begin PAGE
|Publication number||US4405290 A|
|Application number||US 06/210,071|
|Publication date||Sep 20, 1983|
|Filing date||Nov 24, 1980|
|Priority date||Nov 24, 1980|
|Publication number||06210071, 210071, US 4405290 A, US 4405290A, US-A-4405290, US4405290 A, US4405290A|
|Inventors||George C. Rannenberg|
|Original Assignee||United Technologies Corporation|
|Export Citation||BiBTeX, EndNote, RefMan|
|Patent Citations (13), Referenced by (21), Classifications (8), Legal Events (1)|
|External Links: USPTO, USPTO Assignment, Espacenet|
1. Technical Field
This invention relates to pneumatic supply systems in which compressed air is supplied to a load by a shaftdriven compressor, and including control means having a variable geometry compressor outlet for automatically satisfying the demands of varying pneumatic loads with improved efficiency.
end PAGE
begin SUPPLIED ENTRIES
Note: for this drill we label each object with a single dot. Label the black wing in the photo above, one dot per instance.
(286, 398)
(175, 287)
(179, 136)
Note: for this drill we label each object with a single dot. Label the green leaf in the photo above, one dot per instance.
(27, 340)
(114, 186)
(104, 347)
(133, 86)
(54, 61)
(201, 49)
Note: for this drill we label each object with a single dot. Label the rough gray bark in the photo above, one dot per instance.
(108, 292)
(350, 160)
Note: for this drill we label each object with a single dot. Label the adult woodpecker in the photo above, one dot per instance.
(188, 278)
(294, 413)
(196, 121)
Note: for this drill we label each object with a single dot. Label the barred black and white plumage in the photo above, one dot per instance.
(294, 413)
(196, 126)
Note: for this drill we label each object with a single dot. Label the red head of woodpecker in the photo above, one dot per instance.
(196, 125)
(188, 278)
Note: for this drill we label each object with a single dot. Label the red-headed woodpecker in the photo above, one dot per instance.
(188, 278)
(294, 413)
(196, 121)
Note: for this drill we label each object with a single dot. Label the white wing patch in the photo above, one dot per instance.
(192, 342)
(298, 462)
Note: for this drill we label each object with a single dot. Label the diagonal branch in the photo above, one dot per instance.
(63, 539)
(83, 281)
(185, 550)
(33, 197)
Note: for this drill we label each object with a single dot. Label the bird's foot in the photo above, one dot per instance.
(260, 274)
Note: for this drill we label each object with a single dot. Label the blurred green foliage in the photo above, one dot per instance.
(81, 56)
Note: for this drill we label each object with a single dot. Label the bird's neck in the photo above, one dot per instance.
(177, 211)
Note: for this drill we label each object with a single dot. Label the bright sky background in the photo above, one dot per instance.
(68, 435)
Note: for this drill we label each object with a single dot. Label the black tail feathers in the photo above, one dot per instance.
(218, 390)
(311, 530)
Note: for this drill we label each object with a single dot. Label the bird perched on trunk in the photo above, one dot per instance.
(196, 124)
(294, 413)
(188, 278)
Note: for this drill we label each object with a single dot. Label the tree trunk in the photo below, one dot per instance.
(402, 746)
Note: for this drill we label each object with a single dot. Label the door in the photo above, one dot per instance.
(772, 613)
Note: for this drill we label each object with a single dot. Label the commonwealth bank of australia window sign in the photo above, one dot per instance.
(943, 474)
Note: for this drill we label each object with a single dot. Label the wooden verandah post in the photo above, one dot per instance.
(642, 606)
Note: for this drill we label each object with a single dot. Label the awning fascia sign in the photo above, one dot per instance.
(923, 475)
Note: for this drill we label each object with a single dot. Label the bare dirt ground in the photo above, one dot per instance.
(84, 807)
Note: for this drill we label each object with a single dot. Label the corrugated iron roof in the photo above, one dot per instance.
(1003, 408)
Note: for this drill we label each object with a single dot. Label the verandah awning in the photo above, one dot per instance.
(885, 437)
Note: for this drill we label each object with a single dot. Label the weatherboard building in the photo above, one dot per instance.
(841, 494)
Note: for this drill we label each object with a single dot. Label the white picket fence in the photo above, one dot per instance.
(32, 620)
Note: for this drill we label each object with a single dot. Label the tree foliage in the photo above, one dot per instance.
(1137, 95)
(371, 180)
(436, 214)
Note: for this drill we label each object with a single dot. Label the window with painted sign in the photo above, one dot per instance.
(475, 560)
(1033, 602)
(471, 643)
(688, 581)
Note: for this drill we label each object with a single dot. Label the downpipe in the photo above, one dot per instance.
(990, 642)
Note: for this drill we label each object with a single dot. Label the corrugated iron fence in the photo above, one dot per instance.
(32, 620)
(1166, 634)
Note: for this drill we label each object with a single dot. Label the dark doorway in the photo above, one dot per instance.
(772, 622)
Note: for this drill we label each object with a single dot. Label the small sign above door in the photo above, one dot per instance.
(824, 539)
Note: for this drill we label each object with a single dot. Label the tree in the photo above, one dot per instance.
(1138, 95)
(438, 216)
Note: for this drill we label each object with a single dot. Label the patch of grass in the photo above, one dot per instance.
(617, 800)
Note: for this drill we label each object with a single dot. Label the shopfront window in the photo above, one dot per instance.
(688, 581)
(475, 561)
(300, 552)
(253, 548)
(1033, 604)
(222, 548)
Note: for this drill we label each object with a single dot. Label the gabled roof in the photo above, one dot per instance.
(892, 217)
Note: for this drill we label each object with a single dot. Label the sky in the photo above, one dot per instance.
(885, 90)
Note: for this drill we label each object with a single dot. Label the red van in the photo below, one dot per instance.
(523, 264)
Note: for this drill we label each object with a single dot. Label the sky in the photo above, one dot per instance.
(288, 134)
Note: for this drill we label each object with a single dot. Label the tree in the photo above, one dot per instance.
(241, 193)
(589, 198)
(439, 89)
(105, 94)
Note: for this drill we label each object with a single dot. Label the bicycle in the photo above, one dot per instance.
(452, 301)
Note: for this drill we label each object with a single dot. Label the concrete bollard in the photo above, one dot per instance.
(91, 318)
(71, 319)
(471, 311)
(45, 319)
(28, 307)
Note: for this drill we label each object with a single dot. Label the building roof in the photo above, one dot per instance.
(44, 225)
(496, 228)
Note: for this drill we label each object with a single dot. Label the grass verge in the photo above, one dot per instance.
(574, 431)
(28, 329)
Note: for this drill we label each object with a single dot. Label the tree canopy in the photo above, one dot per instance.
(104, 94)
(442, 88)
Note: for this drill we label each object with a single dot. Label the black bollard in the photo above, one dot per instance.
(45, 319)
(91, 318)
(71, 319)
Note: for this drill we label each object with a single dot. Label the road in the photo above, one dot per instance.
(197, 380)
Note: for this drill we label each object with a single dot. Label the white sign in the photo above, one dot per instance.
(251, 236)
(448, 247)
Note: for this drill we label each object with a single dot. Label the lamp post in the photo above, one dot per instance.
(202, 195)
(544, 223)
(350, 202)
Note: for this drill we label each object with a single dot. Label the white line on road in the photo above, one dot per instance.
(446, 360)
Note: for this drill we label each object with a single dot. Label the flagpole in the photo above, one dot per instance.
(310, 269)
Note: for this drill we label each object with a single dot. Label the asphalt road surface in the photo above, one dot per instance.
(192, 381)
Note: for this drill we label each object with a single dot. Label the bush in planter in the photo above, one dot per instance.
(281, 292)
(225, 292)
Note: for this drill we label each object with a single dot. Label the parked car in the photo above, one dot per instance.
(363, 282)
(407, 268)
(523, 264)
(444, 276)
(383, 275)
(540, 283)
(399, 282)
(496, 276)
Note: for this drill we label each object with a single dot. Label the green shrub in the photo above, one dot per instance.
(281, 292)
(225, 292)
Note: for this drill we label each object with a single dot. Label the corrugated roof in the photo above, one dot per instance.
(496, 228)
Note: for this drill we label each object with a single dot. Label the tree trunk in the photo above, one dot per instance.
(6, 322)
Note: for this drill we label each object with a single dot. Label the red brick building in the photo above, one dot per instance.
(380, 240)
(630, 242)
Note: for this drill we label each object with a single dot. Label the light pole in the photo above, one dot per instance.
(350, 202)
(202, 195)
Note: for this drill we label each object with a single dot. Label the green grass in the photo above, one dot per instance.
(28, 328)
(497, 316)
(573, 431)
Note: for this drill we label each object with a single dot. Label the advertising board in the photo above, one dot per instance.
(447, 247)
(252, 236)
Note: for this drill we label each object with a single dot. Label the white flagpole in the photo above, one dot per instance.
end SUPPLIED ENTRIES
→ **WHAT IS ASKED**:
(1) How would you translate this sentence from the pneumatic supply patent page into Spanish: "This invention relates to pneumatic supply systems in which compressed air is supplied to a load by a shaftdriven compressor, and including control means having a variable geometry compressor outlet for automatically satisfying the demands of varying pneumatic loads with improved efficiency."
(2) Can you carry the pneumatic supply patent page further, picking up after its last sentence?

→ **ANSWERS FOR THIS EXERCISE**:
(1) Esta invención se refiere a sistemas de suministro neumático en los que un compresor accionado por eje suministra aire comprimido a una carga, y que incluyen medios de control con una salida de compresor de geometría variable para satisfacer automáticamente las demandas de cargas neumáticas variables con una eficiencia mejorada.

(2)
2. Background Art
Certain prior art, pneumatic supply systems employing shaft driven compressors use actuator systems to vary the compressor outlet geometry to adjust system output. The present invention overcomes various limitations and disadvantages of the prior art by utilizing a variable geometry outlet in the compressor stator in combination with a control, including an actuator which adjusts the outlet stator geometry in accordance with load demands and other operating conditions, for maximum overall efficiency (minimal compressor output dumping) and maximum pressure rise of the pneumatic supply system.
It is therefore an object of the present invention to provide a pneumatic supply system, the output of which is adapted for delivery to a varying pneumatic load at maximum supply pressure and at maximum overall compressor efficiency.
It is another object of the present invention to provide in a pneumatic supply system, the combination of a variable geometry compressor outlet downstream of the compressor rotor, a variable surge dump valve, and actuator means responsive to operating conditions to operate both variable elements in a predetermined mechanical sequence.
It is a further object of the present invention to provide a pneumatic control system having a control means for modulating the compressor outlet geometry to continuously maintain the compressor operation on its surge control line over a very wide range of flow required by the load.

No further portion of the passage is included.